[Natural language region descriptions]
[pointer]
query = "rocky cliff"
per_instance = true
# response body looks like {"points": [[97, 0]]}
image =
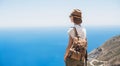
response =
{"points": [[106, 55]]}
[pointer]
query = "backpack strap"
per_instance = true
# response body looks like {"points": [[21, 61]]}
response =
{"points": [[76, 33]]}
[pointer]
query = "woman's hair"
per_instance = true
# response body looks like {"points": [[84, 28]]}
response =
{"points": [[77, 16]]}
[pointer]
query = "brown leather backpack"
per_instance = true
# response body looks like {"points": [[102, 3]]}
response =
{"points": [[78, 49]]}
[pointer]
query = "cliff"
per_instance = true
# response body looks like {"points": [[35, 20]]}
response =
{"points": [[106, 55]]}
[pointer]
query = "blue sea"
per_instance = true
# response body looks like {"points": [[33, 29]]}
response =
{"points": [[44, 46]]}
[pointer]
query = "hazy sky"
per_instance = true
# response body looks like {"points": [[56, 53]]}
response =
{"points": [[45, 13]]}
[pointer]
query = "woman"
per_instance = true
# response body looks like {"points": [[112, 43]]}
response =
{"points": [[76, 18]]}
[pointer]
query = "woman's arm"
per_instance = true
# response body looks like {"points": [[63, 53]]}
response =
{"points": [[68, 47]]}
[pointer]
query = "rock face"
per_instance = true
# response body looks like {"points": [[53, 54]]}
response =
{"points": [[106, 55]]}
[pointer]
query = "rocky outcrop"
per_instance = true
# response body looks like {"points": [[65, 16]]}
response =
{"points": [[106, 55]]}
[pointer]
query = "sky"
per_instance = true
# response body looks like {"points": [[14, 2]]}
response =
{"points": [[50, 13]]}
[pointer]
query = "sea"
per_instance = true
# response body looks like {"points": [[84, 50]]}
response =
{"points": [[44, 46]]}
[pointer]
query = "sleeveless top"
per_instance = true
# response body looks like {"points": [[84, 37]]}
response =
{"points": [[80, 30]]}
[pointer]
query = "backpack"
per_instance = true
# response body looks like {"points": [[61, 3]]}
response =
{"points": [[78, 49]]}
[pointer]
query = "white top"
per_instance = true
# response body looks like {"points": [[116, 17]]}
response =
{"points": [[80, 30]]}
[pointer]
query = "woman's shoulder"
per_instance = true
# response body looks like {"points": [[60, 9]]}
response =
{"points": [[70, 29]]}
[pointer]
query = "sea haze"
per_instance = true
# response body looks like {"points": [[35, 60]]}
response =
{"points": [[44, 46]]}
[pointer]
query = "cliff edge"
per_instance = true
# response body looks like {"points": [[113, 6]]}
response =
{"points": [[106, 55]]}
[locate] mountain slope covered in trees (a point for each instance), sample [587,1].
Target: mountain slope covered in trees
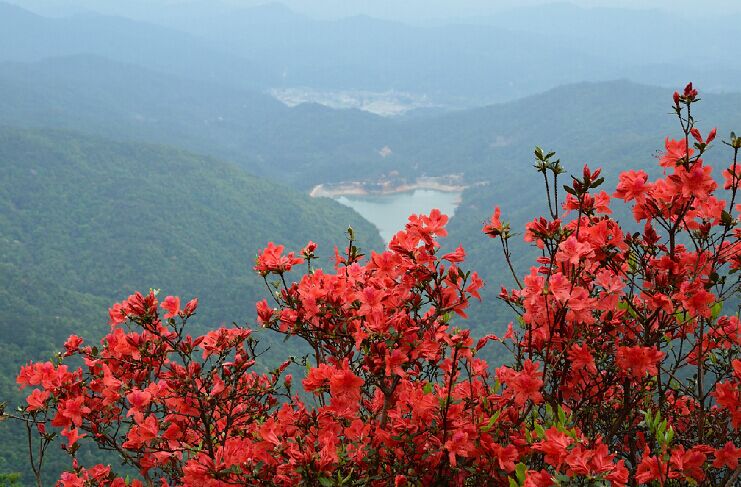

ASSIGNED TASK:
In the records above, locate every line with the string "rocky" and copy it.

SOLUTION TO THIS EXERCISE:
query = "rocky cliff"
query = "rocky outcrop"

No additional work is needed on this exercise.